===== THE RECORDS =====
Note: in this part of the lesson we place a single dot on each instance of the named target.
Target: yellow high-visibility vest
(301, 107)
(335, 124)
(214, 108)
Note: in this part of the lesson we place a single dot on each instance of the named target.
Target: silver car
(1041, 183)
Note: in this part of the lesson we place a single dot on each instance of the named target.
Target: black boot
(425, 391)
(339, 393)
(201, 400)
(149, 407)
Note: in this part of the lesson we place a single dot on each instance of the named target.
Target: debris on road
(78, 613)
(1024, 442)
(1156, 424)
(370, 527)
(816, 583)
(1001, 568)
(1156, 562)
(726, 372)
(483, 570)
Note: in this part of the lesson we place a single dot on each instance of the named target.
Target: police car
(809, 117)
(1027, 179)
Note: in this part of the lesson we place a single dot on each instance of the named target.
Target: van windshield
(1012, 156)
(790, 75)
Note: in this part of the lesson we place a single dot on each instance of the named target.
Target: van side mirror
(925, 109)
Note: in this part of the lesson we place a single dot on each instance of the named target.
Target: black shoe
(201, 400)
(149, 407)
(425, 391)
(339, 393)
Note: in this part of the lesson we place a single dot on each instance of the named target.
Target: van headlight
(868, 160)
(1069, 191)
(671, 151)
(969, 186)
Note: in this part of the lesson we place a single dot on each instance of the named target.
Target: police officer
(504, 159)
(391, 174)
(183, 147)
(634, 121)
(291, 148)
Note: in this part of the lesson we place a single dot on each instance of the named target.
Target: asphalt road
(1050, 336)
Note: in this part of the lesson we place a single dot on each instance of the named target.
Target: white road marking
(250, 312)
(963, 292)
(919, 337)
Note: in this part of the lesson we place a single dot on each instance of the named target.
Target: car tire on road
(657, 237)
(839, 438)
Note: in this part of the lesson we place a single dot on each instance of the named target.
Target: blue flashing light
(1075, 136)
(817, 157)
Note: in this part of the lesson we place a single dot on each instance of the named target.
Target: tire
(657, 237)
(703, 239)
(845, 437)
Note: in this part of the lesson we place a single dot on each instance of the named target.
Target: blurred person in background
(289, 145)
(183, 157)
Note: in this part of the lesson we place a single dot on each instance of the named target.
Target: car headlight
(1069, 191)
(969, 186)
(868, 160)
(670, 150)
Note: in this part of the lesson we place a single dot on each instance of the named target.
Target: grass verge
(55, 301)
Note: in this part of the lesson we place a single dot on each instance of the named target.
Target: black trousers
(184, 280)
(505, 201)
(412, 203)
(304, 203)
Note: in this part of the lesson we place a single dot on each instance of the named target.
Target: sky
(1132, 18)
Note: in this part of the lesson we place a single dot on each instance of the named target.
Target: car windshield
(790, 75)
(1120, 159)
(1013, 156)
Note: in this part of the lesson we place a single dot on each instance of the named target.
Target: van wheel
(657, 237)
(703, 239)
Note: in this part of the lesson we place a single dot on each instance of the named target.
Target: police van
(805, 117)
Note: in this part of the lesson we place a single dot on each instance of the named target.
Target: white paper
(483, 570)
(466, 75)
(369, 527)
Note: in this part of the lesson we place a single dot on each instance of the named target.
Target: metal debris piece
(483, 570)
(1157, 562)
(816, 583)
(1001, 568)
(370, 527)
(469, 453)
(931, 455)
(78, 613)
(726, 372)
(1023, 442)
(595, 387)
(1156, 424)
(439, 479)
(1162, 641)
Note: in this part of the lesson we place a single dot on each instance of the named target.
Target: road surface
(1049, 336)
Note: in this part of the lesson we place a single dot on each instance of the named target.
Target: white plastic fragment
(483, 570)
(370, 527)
=====
• _AIM OF THE EXERCISE_: Set the listing above down once more in full, exactly as it is.

• _ANSWER BOX_:
Note: in this part of the lesson we place a single dot on each instance of the named target.
Target: yellow high-visibility vest
(301, 107)
(335, 124)
(214, 108)
Note: in this part of the lesson we place a single dot on each instance of the named target.
Target: silver car
(1041, 183)
Note: in this part of the lesson we place a single dot on each instance of the named target.
Target: black boot
(425, 391)
(339, 393)
(201, 400)
(149, 407)
Note: in this part of the lesson we place a single dot on each instance of the named target.
Target: debris on road
(78, 613)
(1024, 442)
(1156, 424)
(370, 527)
(816, 583)
(1001, 568)
(1156, 562)
(726, 372)
(483, 570)
Note: in this part of the lesson we place a single dot on each instance of the named target.
Target: police car
(809, 117)
(1027, 179)
Note: in this part of the lesson we place a single dot on each instance of the named target.
Target: van windshield
(1012, 156)
(790, 75)
Note: in this part of the lesson we place a single dot on each instance of the named target.
Target: van side mirror
(925, 109)
Note: in this part of the lesson we place a single dot on each instance of the named target.
Target: black shoe
(201, 400)
(149, 407)
(425, 391)
(339, 393)
Note: in this part of the lesson we place a single dot on each instance of the named target.
Target: van headlight
(868, 160)
(1069, 191)
(671, 151)
(969, 186)
Note: in this part of the lesson we place a single dot on each instance of the named target.
Target: police officer
(504, 159)
(391, 174)
(183, 147)
(634, 121)
(291, 148)
Note: in this part of the lesson we place a single dot on each instance of the named target.
Target: asphalt road
(1050, 336)
Note: in this part of the lesson we place a single dot on each instance of the named target.
Target: white road marking
(250, 312)
(963, 292)
(919, 337)
Note: in this part of the lesson we place a single dot on each instance of the named target.
Target: car tire on road
(657, 237)
(839, 438)
Note: in this part of the lesson we place a single dot on each instance of the named target.
Target: blue flashing light
(1075, 136)
(817, 157)
Note: in this part of the lesson we place a single dot on each instance of the named target.
Target: tire
(657, 237)
(703, 239)
(845, 437)
Note: in this part of the lesson we place a single dot on each instance of the named target.
Target: blurred person in background
(289, 145)
(183, 157)
Note: in this part of the lesson we place a single dot on each instance of the named target.
Target: car headlight
(1069, 191)
(969, 186)
(868, 160)
(670, 150)
Note: in this part of the lesson we place a single dot on each instance of the named target.
Target: grass verge
(55, 301)
Note: in this part of the lesson we place a single dot on each instance of the named target.
Target: black trousers
(184, 280)
(505, 201)
(412, 203)
(304, 203)
Note: in this part of the lesson we place a single dot on each instance of the named target.
Target: sky
(1132, 18)
Note: in this part of the lesson we place a single dot on each instance of the named target.
Target: car windshield
(790, 75)
(1120, 159)
(1013, 156)
Note: in this part of the lesson we place a single dot on each instance of the named target.
Target: van wheel
(657, 237)
(703, 239)
Note: in this part of the lesson we place a single dot on each instance of the named target.
Target: police van
(805, 117)
Note: in this part of the lesson we place a single dot on each instance of the named target.
Target: white paper
(483, 570)
(466, 75)
(369, 527)
Note: in this part of the lesson we place a single dot on each instance of the named target.
Target: metal debris piece
(483, 570)
(1157, 562)
(816, 583)
(1001, 568)
(370, 527)
(469, 453)
(931, 455)
(78, 613)
(726, 372)
(1023, 442)
(595, 387)
(1156, 424)
(439, 479)
(1162, 641)
Note: in this part of the lesson we place a single dot on each instance of the named target.
Target: road surface
(1049, 336)
Note: in this part of the lesson we place a single dot on each instance of the named target.
Target: white plastic fragment
(483, 570)
(370, 527)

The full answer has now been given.